» THE TASK: From the listing below, set down exactly the lines between the one holding "compact form (158,205)." and the one holding "compact form (48,115).", inclusive. No other line is wanted.

» SUPPLIED RECORDS:
______
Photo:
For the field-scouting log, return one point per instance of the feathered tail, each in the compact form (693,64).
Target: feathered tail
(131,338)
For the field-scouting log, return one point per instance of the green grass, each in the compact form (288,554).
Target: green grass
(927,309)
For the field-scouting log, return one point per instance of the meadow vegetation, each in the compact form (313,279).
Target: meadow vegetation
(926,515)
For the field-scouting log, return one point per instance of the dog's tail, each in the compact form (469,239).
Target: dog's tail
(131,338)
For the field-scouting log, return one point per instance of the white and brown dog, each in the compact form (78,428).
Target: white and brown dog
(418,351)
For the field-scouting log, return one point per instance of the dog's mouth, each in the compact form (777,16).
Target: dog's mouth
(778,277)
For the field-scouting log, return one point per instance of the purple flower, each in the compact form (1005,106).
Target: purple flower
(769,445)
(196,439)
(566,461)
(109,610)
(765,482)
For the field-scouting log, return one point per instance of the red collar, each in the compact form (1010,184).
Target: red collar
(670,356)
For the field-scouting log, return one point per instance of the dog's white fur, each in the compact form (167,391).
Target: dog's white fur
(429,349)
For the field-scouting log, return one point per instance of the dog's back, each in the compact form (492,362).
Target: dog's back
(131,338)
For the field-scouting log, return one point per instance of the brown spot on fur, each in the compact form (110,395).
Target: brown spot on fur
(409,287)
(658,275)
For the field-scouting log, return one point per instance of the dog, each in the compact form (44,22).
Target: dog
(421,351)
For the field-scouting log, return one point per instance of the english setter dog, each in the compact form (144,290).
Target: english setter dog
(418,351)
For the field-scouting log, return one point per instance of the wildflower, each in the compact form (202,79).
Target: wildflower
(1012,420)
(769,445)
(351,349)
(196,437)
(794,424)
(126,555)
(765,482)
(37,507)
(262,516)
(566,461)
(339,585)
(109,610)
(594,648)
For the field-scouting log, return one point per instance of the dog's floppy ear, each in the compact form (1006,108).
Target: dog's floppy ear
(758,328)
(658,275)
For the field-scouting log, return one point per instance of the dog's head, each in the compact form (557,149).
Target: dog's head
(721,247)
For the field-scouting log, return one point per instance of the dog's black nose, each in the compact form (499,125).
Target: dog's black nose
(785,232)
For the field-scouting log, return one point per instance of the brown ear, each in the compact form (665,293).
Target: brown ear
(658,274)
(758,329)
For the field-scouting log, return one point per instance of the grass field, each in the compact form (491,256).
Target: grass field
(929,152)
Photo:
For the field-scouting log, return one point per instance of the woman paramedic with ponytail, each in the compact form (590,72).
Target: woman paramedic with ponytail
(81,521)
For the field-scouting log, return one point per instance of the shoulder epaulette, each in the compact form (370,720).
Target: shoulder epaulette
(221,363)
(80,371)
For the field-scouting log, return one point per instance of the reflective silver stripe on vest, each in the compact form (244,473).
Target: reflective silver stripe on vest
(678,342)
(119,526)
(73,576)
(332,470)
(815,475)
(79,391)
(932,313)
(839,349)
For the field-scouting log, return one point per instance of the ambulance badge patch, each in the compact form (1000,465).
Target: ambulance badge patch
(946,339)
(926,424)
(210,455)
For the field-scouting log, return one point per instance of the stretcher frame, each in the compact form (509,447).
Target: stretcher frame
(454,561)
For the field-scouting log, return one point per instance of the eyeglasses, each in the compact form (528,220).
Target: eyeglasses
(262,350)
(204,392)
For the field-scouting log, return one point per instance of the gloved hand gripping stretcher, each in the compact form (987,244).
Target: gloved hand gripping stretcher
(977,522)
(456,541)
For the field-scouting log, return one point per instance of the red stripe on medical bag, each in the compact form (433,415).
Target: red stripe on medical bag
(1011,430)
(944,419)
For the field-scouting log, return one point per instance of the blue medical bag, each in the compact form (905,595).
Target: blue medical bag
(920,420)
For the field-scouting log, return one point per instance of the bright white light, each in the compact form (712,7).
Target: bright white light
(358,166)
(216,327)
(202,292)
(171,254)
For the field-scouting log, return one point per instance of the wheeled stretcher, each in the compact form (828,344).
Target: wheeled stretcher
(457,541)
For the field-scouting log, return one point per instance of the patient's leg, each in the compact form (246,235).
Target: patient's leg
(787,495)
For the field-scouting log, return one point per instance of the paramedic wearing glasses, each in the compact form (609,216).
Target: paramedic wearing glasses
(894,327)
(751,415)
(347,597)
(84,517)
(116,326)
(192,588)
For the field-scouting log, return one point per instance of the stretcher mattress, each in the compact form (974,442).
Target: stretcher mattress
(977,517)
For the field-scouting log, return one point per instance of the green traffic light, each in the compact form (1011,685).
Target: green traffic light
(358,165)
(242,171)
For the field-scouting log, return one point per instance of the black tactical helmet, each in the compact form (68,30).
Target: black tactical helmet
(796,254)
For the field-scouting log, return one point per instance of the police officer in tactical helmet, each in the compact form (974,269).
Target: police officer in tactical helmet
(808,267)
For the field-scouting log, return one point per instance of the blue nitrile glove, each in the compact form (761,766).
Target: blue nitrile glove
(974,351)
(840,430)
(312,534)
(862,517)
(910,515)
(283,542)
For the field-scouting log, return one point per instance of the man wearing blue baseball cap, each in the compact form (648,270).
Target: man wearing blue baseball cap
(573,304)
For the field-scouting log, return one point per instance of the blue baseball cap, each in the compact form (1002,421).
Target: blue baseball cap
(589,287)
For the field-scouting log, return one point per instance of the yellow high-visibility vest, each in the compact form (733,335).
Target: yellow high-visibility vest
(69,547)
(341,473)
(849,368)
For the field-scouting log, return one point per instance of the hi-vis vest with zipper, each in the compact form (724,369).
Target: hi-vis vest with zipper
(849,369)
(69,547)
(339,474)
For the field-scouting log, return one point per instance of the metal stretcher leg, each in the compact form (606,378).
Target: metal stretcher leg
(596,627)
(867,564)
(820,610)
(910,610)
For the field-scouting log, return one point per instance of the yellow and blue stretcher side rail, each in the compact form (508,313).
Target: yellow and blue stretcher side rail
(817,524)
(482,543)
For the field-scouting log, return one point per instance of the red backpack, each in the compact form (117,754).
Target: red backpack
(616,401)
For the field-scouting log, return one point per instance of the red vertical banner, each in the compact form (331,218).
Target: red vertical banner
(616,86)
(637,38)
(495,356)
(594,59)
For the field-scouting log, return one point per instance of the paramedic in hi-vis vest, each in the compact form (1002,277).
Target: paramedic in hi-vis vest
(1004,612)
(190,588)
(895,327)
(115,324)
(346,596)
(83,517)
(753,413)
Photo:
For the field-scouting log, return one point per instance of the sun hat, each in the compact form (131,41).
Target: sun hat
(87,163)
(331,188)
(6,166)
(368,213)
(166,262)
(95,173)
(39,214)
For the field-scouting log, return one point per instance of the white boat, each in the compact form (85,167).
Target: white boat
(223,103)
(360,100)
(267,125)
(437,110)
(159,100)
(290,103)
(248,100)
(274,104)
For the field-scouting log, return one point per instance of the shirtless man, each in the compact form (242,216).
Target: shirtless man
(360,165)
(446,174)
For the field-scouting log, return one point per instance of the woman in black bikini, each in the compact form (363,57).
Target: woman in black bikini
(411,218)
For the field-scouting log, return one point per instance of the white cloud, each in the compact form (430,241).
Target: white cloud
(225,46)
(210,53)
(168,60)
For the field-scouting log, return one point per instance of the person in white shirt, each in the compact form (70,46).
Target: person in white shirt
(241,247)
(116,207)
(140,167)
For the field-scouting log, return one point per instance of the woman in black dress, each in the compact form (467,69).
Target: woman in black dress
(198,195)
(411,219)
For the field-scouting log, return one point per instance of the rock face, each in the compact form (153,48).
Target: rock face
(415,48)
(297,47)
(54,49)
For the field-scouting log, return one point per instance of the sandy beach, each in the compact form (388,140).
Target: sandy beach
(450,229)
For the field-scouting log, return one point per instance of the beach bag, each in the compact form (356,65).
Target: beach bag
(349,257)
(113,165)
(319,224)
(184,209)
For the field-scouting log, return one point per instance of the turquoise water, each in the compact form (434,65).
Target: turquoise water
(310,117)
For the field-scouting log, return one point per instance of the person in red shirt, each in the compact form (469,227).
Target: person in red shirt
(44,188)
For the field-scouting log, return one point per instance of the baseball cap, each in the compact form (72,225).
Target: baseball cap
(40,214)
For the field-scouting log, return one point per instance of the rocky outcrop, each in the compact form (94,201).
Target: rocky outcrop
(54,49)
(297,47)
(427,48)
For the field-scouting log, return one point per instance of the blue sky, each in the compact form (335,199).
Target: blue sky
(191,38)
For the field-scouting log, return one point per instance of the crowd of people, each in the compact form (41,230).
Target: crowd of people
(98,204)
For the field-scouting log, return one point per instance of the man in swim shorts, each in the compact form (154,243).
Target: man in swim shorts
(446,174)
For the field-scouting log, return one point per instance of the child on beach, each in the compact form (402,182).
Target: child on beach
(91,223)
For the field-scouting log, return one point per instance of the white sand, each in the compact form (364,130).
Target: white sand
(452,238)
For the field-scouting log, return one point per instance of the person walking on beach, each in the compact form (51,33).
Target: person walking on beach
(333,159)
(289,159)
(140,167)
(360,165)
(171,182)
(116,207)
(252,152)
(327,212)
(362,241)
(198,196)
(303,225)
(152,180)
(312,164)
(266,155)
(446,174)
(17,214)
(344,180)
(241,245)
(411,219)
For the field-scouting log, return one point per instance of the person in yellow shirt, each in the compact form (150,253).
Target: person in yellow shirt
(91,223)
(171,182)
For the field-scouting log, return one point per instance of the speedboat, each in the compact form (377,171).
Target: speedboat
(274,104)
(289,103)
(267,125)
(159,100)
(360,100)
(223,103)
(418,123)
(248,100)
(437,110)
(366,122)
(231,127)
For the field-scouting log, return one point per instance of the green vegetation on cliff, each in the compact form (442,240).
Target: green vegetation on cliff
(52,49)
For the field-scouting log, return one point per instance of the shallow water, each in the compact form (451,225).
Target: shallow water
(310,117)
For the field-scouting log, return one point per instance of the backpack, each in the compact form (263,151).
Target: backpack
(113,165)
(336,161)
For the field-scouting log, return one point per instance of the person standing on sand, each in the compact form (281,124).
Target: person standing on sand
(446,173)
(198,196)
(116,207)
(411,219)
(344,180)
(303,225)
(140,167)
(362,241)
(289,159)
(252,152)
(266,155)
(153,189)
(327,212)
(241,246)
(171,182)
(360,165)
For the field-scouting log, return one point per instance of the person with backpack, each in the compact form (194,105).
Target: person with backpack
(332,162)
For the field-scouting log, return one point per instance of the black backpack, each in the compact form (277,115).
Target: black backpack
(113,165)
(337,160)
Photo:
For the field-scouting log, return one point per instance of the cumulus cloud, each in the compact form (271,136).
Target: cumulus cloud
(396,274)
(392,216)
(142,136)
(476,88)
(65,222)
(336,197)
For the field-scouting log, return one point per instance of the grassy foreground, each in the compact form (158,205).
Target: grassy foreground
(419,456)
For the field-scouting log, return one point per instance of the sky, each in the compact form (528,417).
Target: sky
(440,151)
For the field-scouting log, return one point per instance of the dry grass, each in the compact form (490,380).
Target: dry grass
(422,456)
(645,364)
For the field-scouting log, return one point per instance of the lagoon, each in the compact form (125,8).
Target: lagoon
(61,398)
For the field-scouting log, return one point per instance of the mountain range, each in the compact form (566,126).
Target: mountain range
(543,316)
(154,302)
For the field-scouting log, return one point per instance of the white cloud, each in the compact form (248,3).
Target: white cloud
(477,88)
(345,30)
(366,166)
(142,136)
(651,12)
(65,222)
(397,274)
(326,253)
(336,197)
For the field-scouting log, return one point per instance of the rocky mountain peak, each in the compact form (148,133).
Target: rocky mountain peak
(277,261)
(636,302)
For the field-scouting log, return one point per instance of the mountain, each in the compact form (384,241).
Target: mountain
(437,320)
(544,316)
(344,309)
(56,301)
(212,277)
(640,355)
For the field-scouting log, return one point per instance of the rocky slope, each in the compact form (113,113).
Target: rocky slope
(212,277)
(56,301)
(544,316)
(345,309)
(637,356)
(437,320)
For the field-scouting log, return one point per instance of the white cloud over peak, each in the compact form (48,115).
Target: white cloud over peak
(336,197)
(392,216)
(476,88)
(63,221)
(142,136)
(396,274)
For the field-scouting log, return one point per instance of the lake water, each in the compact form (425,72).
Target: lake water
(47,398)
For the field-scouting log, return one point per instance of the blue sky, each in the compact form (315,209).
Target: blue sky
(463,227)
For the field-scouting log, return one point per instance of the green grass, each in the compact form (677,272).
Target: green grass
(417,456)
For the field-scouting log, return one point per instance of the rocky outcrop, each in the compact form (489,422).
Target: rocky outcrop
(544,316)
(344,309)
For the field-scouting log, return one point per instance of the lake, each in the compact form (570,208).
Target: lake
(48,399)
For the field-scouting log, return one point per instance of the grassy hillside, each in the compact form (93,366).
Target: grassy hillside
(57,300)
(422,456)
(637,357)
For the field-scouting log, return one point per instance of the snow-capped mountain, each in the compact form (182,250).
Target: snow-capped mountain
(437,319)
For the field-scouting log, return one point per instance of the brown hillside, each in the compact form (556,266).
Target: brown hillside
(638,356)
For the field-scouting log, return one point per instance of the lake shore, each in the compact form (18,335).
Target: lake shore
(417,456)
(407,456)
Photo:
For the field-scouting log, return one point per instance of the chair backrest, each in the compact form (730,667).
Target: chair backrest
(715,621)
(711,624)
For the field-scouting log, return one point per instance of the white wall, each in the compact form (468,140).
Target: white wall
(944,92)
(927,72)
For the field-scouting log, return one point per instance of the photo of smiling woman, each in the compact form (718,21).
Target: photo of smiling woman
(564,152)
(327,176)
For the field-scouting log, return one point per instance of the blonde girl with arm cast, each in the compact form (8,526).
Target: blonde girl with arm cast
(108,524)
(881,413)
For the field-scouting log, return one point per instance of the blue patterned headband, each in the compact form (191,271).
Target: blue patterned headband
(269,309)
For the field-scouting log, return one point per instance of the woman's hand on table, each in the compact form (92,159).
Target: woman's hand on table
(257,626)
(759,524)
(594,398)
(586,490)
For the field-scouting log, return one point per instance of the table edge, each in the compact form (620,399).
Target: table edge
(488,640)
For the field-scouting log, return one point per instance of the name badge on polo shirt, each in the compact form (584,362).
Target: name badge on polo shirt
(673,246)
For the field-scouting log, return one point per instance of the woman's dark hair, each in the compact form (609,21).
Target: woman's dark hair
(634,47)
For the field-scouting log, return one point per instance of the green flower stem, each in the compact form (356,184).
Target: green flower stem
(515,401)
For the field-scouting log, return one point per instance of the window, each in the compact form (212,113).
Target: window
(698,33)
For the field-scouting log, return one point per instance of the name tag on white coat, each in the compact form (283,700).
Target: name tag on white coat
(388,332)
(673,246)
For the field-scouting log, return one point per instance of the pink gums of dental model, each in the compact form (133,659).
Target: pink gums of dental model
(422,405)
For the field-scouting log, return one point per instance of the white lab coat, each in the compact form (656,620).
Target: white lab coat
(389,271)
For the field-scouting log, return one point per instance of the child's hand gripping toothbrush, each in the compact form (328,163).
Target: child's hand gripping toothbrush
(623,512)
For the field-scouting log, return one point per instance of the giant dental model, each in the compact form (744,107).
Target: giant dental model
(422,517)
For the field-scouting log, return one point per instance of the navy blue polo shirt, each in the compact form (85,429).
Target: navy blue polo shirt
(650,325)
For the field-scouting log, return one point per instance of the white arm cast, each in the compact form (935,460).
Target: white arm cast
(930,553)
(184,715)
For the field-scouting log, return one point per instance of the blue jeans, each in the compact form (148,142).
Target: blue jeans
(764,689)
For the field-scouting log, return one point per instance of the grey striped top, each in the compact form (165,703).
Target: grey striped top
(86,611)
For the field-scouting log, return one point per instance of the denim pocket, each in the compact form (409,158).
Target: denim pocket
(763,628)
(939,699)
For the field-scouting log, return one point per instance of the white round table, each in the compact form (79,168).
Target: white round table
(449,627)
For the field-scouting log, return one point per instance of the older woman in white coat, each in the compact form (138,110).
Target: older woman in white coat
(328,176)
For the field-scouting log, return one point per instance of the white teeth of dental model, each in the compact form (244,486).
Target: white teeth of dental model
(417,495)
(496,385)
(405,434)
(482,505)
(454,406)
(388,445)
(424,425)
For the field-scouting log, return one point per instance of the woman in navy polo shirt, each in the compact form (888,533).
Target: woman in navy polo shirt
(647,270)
______
» YOUR SOLUTION:
For the field-scouting log, return one point per instance of the grassy foreground, each in the compact form (158,205).
Target: grassy foreground
(419,456)
For the field-scouting log, return one point per instance of the sky, each in the compact form (528,417).
Target: sky
(440,151)
For the field-scouting log, return one point per instance of the dry grass, each in the compact form (490,380).
Target: dry grass
(422,456)
(645,364)
For the field-scouting log, return one point per instance of the lagoon, each in the compact form (125,8).
Target: lagoon
(61,398)
For the field-scouting log, return one point per instance of the mountain range, each in the compact form (566,126).
Target: mountain range
(543,316)
(154,302)
For the field-scouting log, return one point per instance of the white cloud, each in the compact form (248,3).
Target: white cloud
(477,88)
(345,30)
(366,166)
(142,136)
(651,12)
(65,222)
(397,274)
(326,253)
(336,197)
For the field-scouting log, return one point per instance of the rocky mountain peak, each in the compact form (148,133).
Target: rocky mountain peak
(277,261)
(636,302)
For the field-scouting log, return one point per instance of the mountain, each in the compact form (384,241).
Target: mountain
(437,320)
(544,316)
(344,309)
(56,301)
(212,277)
(640,355)
For the field-scouting log, return one point per instance of the rocky slope, each in the compact form (113,113).
Target: rocky slope
(212,277)
(56,301)
(544,316)
(345,309)
(637,356)
(437,320)
For the field-scouting log, return one point per instance of the white cloud over peak, each in the compact form (48,115).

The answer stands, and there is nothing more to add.